Start Working data
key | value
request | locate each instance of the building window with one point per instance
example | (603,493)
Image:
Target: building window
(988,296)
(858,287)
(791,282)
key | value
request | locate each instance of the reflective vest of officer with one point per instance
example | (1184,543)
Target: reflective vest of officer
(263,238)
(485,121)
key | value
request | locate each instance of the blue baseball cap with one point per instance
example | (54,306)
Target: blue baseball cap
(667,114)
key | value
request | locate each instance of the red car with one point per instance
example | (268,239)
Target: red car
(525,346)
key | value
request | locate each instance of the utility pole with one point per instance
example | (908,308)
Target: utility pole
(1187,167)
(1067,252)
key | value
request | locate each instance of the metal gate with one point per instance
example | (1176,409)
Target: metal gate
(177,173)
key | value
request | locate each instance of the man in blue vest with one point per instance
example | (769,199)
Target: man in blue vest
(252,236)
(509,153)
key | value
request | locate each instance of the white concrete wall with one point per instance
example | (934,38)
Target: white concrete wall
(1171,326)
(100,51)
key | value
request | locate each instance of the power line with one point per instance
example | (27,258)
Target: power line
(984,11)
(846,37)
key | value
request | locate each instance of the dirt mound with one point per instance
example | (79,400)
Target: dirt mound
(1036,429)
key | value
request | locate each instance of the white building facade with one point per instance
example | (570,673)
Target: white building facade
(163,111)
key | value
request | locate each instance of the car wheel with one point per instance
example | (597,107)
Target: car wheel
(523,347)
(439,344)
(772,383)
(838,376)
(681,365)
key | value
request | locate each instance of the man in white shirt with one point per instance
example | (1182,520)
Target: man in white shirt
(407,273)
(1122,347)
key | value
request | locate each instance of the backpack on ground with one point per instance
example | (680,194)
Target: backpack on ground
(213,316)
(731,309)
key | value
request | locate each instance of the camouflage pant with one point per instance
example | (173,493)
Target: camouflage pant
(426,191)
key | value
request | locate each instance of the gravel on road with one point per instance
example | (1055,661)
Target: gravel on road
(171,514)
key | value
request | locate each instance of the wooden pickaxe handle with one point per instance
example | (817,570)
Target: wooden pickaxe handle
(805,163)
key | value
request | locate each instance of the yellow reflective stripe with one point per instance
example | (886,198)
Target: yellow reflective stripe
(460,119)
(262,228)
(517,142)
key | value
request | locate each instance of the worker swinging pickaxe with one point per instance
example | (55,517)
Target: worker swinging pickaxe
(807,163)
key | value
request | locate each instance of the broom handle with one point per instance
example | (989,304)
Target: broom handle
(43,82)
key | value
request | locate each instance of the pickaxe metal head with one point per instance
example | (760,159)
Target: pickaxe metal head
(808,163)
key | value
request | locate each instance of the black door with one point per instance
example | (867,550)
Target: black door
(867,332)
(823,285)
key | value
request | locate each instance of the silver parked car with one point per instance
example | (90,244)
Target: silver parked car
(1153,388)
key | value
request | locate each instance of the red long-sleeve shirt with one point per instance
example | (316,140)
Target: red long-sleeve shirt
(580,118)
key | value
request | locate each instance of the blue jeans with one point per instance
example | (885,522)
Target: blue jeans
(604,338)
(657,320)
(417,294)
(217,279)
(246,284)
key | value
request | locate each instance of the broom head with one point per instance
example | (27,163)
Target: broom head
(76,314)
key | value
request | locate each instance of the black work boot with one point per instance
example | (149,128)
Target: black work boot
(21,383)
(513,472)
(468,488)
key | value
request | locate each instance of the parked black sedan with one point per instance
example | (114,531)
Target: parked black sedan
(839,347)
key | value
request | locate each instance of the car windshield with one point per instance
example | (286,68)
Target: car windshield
End Working data
Pull out every line of the data above that contains the string "jeans". Case counts.

(Result of this exercise):
request | locate each instance of the blue jeans with one point per instance
Target: blue jeans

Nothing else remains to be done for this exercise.